* begin INPUT ROWS *

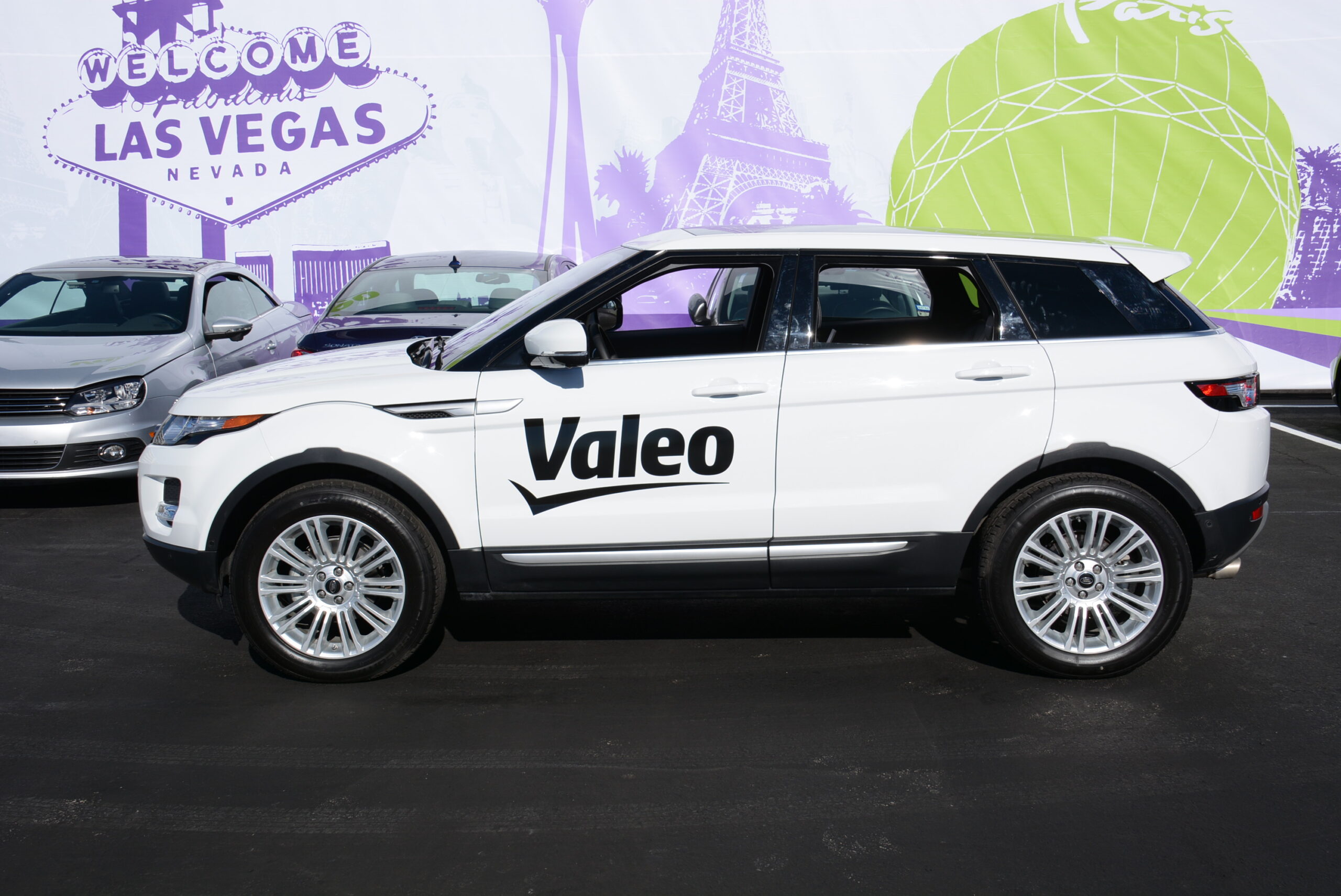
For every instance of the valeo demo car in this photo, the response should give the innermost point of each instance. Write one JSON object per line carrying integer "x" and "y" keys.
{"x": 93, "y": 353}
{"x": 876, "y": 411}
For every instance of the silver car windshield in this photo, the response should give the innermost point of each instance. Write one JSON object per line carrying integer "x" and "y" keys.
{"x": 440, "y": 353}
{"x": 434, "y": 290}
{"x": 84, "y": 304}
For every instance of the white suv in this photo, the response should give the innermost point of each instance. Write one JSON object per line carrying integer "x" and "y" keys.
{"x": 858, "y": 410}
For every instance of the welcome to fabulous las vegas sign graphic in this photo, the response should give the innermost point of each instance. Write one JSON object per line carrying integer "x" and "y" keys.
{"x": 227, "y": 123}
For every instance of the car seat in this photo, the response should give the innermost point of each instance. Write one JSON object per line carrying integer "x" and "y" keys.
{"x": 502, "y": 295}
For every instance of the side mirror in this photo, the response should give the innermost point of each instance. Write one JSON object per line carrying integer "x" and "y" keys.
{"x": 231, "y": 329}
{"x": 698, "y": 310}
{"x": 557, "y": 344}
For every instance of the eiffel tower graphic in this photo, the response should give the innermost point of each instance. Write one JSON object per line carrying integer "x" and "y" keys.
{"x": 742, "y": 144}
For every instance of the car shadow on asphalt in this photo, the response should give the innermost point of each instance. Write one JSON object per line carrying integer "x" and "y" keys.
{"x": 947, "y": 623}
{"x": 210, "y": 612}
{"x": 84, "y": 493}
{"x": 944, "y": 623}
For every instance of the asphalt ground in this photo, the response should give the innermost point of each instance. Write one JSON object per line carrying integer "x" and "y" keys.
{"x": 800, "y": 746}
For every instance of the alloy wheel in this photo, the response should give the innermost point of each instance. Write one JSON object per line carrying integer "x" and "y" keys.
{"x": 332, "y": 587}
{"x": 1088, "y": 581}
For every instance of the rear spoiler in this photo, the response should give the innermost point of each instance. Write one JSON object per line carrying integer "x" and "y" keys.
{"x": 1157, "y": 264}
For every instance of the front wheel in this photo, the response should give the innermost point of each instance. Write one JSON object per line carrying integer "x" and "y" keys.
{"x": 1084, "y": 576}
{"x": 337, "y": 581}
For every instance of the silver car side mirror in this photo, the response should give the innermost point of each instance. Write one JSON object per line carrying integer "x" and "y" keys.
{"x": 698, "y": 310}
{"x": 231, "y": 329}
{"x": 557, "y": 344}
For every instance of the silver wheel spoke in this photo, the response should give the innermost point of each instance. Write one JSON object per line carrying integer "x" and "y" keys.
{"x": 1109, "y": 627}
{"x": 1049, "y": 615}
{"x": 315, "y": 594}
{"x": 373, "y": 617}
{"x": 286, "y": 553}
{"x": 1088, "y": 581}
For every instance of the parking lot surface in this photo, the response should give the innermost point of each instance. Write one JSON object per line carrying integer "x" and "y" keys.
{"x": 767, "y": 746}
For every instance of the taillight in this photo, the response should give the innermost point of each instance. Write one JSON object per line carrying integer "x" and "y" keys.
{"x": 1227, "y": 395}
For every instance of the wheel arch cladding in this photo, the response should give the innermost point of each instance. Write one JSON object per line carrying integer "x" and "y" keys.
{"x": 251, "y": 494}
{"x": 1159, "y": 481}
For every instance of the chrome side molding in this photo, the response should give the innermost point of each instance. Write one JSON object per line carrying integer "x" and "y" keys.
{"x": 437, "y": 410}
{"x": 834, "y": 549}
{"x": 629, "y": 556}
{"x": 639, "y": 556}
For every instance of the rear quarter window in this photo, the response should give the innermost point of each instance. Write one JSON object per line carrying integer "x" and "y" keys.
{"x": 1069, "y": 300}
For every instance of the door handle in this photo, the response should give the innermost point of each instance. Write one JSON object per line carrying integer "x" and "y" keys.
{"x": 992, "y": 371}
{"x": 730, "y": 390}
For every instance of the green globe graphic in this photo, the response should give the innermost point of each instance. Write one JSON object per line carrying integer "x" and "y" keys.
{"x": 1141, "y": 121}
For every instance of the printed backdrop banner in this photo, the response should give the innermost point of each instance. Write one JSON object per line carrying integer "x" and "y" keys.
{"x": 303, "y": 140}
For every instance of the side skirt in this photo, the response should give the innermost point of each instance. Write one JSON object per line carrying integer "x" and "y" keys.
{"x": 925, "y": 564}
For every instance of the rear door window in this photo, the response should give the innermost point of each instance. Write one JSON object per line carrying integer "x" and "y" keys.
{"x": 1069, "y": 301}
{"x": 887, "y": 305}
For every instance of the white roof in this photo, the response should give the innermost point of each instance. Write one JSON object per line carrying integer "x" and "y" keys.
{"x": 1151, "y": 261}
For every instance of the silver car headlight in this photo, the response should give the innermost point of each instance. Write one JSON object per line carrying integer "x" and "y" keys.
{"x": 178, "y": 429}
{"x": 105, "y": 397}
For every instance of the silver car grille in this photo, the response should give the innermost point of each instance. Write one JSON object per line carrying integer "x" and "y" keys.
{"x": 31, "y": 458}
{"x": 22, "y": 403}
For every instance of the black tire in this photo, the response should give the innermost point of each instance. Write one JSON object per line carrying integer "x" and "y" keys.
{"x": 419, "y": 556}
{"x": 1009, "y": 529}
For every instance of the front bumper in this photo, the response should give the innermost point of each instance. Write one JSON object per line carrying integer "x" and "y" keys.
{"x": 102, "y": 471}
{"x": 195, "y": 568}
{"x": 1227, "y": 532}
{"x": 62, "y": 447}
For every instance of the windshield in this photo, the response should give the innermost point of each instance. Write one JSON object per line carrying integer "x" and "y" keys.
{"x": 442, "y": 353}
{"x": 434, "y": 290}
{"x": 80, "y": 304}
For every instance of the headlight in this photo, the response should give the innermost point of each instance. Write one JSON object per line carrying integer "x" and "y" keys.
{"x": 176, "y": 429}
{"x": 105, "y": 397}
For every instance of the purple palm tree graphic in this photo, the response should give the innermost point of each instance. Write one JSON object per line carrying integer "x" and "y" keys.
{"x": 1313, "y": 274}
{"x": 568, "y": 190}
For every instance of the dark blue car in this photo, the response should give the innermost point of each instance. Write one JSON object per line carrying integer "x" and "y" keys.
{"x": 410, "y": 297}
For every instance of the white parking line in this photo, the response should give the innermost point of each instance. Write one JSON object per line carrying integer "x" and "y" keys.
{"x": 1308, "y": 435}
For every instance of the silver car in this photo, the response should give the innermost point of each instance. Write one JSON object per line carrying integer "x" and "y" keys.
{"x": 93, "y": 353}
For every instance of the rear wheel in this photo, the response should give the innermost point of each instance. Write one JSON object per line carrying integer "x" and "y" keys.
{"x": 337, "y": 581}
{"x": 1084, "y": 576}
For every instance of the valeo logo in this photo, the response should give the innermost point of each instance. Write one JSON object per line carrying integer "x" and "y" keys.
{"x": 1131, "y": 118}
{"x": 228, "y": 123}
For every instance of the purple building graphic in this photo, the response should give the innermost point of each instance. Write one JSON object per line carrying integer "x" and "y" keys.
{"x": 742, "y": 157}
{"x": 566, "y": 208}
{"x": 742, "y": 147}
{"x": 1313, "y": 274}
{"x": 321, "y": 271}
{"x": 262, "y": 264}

* end INPUT ROWS *

**STATED EXERCISE:** Rewrite the entries from the line containing "For every instance of the rear wheel" through the end of the entries, changing "innermost" to "central" and keeping everything else the same.

**THE SOLUTION:**
For every instance of the rear wheel in this photo, the response should give the central point of each instance. Write one JSON object per line carrying integer "x" and "y" keys.
{"x": 337, "y": 581}
{"x": 1084, "y": 576}
For every instance of the valeo logo in this photo, the response should give the central point of each instance. Write one JSON object per line carrying integer "x" and "y" keys.
{"x": 1131, "y": 118}
{"x": 228, "y": 123}
For every instance of the purple building graphic in this photo, the response should give the central point of each instance. Write one JSON object per line carrying integer "x" and "y" keys.
{"x": 742, "y": 157}
{"x": 566, "y": 208}
{"x": 742, "y": 147}
{"x": 1313, "y": 274}
{"x": 321, "y": 271}
{"x": 262, "y": 264}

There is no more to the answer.